* **Task directions**:
Rewrite the stretch from the start of the lines through the line containing "xmin=354 ymin=113 xmax=600 ymax=337", with "journal cover" in place of "notebook cover" and everything else unchanged. Leave the pictures out.

— Start —

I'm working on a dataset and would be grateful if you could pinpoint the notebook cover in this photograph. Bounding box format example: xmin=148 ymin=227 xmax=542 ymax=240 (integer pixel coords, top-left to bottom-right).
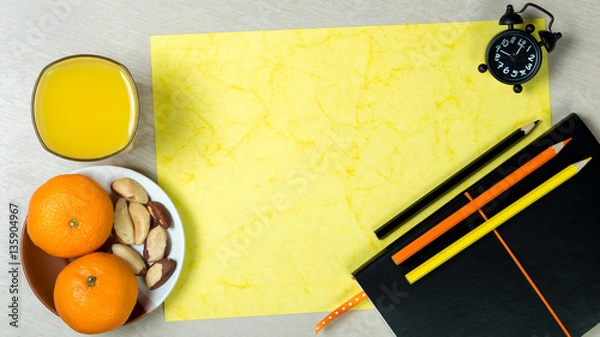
xmin=354 ymin=113 xmax=600 ymax=337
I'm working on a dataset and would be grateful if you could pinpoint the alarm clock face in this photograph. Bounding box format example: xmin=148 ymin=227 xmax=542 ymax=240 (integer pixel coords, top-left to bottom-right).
xmin=486 ymin=29 xmax=542 ymax=84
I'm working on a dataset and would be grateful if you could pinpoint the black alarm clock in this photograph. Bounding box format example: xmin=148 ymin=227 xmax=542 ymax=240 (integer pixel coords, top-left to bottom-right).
xmin=478 ymin=3 xmax=562 ymax=93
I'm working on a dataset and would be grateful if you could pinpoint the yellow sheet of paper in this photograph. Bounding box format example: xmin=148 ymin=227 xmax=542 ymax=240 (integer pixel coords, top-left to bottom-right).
xmin=151 ymin=21 xmax=551 ymax=321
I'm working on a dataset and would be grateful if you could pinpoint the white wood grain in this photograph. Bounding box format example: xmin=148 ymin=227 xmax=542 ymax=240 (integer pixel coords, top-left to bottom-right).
xmin=0 ymin=0 xmax=600 ymax=337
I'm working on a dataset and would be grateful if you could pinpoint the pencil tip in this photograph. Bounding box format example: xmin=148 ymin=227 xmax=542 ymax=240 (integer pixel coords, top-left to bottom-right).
xmin=573 ymin=157 xmax=592 ymax=171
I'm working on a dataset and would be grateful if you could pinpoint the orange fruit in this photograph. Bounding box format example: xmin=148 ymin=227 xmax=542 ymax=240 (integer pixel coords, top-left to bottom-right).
xmin=26 ymin=174 xmax=114 ymax=258
xmin=54 ymin=252 xmax=138 ymax=334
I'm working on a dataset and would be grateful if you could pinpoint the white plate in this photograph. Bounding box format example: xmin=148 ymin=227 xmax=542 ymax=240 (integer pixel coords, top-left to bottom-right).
xmin=71 ymin=165 xmax=185 ymax=313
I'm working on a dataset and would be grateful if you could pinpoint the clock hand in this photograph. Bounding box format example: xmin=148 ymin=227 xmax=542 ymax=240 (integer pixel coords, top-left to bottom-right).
xmin=515 ymin=46 xmax=523 ymax=55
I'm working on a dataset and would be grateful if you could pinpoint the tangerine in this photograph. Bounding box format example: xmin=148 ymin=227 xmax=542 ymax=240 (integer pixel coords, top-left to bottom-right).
xmin=54 ymin=252 xmax=138 ymax=334
xmin=26 ymin=174 xmax=114 ymax=258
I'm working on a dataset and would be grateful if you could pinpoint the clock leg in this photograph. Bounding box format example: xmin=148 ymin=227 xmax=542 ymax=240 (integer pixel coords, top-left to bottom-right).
xmin=513 ymin=84 xmax=523 ymax=94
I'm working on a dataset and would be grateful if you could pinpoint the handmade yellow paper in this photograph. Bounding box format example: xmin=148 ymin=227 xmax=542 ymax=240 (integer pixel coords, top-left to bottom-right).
xmin=151 ymin=21 xmax=551 ymax=321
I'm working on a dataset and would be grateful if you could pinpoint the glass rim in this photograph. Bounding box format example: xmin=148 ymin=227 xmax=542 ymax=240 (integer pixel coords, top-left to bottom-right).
xmin=31 ymin=54 xmax=140 ymax=162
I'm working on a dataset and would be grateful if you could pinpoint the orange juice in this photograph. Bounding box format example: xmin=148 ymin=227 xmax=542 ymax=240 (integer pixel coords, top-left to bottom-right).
xmin=32 ymin=55 xmax=139 ymax=160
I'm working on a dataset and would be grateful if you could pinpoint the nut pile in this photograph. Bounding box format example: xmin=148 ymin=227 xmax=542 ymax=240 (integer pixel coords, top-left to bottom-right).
xmin=110 ymin=178 xmax=176 ymax=290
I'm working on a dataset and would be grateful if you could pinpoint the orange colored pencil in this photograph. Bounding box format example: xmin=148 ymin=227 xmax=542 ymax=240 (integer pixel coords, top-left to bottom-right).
xmin=392 ymin=138 xmax=571 ymax=265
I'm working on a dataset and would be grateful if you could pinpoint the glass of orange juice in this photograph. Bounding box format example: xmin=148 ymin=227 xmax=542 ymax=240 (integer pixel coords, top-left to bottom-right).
xmin=32 ymin=55 xmax=139 ymax=161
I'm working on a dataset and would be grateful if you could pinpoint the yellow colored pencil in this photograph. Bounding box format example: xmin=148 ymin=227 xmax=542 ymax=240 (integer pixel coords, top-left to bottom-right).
xmin=405 ymin=157 xmax=592 ymax=284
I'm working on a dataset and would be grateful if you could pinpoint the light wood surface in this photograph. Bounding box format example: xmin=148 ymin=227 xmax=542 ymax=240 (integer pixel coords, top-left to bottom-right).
xmin=0 ymin=0 xmax=600 ymax=337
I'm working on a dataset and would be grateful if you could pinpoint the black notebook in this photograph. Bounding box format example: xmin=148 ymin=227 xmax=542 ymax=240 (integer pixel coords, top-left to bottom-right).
xmin=353 ymin=114 xmax=600 ymax=337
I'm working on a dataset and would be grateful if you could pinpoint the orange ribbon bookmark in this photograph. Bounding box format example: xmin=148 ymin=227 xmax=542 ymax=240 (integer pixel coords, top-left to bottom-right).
xmin=392 ymin=138 xmax=571 ymax=265
xmin=316 ymin=291 xmax=367 ymax=333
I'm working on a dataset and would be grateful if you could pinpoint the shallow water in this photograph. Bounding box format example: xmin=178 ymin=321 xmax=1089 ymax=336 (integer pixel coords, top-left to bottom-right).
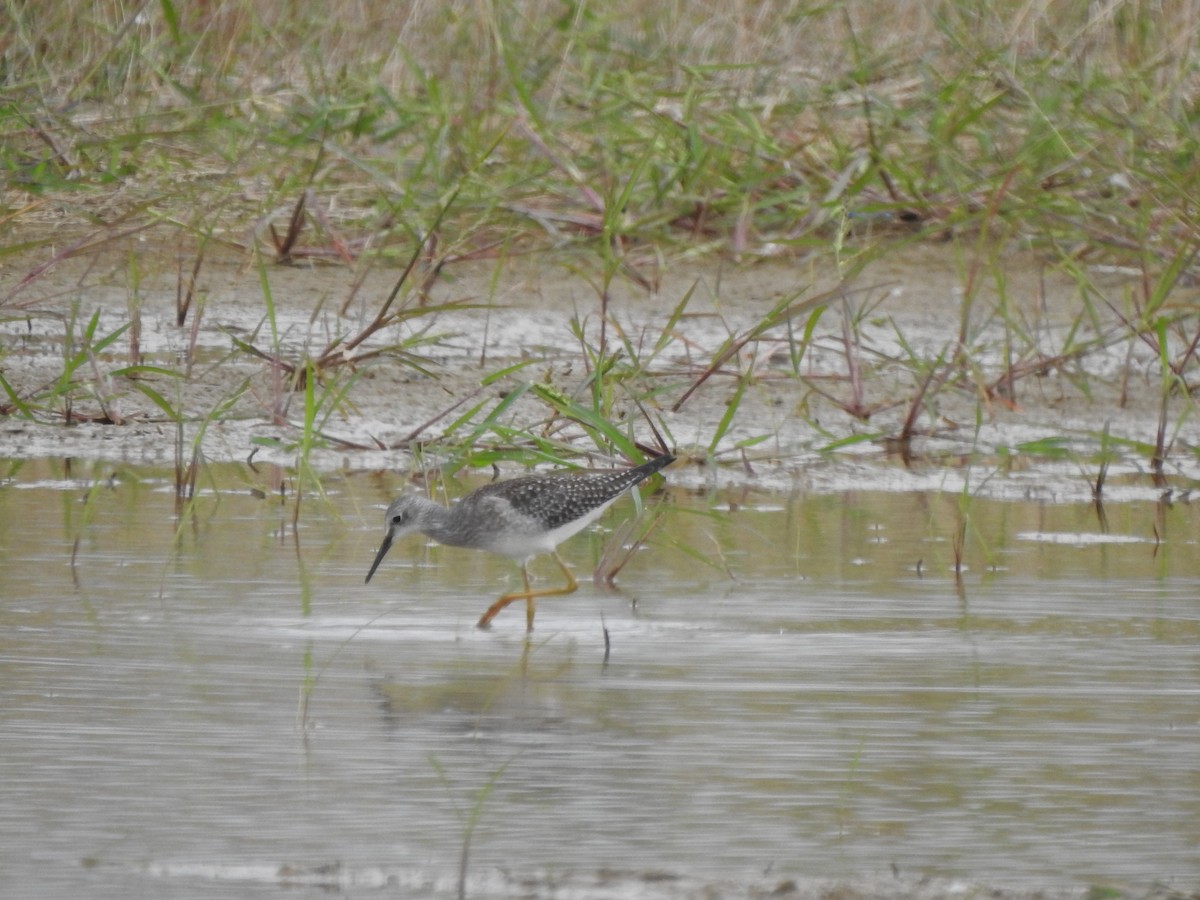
xmin=0 ymin=461 xmax=1200 ymax=898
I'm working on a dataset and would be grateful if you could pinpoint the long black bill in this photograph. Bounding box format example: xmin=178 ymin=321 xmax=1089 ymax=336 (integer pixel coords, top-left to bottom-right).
xmin=364 ymin=532 xmax=391 ymax=584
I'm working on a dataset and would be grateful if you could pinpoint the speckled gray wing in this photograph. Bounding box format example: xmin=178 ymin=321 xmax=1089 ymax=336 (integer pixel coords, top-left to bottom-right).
xmin=470 ymin=457 xmax=671 ymax=532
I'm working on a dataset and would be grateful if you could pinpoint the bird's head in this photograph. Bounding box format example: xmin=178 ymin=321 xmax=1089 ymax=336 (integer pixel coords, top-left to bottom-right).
xmin=366 ymin=494 xmax=428 ymax=581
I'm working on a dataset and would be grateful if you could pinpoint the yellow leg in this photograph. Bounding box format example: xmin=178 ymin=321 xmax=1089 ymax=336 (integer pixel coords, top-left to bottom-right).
xmin=479 ymin=552 xmax=580 ymax=631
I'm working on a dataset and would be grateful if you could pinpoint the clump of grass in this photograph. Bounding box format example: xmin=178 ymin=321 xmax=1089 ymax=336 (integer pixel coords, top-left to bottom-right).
xmin=0 ymin=0 xmax=1200 ymax=496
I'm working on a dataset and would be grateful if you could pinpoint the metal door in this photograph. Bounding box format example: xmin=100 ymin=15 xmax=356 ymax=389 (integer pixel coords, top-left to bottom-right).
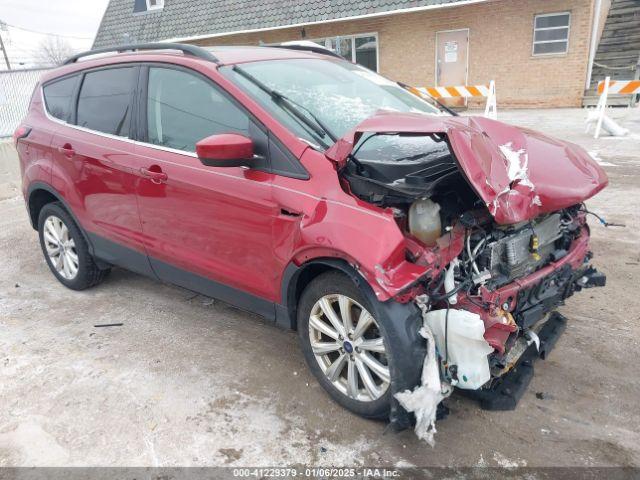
xmin=436 ymin=28 xmax=469 ymax=107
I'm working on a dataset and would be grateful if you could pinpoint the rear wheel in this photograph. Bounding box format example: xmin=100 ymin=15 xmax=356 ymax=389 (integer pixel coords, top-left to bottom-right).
xmin=298 ymin=272 xmax=391 ymax=418
xmin=38 ymin=202 xmax=109 ymax=290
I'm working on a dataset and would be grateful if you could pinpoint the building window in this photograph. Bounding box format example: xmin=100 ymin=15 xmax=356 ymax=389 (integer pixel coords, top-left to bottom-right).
xmin=133 ymin=0 xmax=164 ymax=13
xmin=311 ymin=33 xmax=378 ymax=72
xmin=533 ymin=12 xmax=571 ymax=55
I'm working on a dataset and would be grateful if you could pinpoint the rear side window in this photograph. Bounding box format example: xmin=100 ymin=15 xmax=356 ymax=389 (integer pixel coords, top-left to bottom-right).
xmin=42 ymin=75 xmax=80 ymax=122
xmin=147 ymin=68 xmax=249 ymax=152
xmin=76 ymin=67 xmax=137 ymax=137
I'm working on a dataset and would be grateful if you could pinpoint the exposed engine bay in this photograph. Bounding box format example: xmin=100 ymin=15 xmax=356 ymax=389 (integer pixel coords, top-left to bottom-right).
xmin=341 ymin=134 xmax=605 ymax=390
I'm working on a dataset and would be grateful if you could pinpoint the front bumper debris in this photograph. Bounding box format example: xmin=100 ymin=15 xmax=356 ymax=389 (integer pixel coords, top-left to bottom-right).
xmin=459 ymin=312 xmax=567 ymax=410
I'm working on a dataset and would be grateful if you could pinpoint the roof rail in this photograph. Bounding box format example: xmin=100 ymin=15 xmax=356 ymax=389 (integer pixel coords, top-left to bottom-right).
xmin=268 ymin=44 xmax=344 ymax=60
xmin=62 ymin=42 xmax=219 ymax=65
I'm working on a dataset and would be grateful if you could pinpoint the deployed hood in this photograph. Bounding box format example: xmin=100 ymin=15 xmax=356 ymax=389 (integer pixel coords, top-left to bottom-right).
xmin=325 ymin=112 xmax=608 ymax=224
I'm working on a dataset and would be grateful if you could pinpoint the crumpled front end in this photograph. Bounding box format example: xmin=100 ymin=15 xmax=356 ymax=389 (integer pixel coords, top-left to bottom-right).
xmin=326 ymin=113 xmax=608 ymax=434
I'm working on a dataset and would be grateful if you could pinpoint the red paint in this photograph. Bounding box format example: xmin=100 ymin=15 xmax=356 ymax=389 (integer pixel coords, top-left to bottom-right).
xmin=326 ymin=112 xmax=608 ymax=224
xmin=18 ymin=48 xmax=607 ymax=326
xmin=196 ymin=133 xmax=253 ymax=160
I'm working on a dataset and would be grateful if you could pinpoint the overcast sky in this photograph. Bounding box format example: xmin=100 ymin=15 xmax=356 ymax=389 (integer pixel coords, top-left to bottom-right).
xmin=0 ymin=0 xmax=109 ymax=70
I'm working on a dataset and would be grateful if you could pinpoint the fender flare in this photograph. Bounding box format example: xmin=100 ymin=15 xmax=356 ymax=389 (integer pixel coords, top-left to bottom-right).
xmin=276 ymin=258 xmax=427 ymax=430
xmin=26 ymin=182 xmax=94 ymax=255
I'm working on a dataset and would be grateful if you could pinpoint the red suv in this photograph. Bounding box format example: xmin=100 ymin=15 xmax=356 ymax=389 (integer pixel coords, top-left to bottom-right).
xmin=15 ymin=44 xmax=607 ymax=427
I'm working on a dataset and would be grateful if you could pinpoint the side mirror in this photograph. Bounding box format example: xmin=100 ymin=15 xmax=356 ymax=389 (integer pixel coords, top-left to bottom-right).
xmin=196 ymin=133 xmax=253 ymax=167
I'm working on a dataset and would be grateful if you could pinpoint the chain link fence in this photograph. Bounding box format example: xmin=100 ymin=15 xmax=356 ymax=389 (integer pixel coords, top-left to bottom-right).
xmin=0 ymin=69 xmax=47 ymax=138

— End —

* **Written response**:
I'm working on a dataset and would be grateful if you could pinpoint the journal cover in this photograph. Bounding box format example: xmin=148 ymin=227 xmax=542 ymax=240 (integer pixel coords, top-left to bottom-right).
xmin=354 ymin=113 xmax=600 ymax=337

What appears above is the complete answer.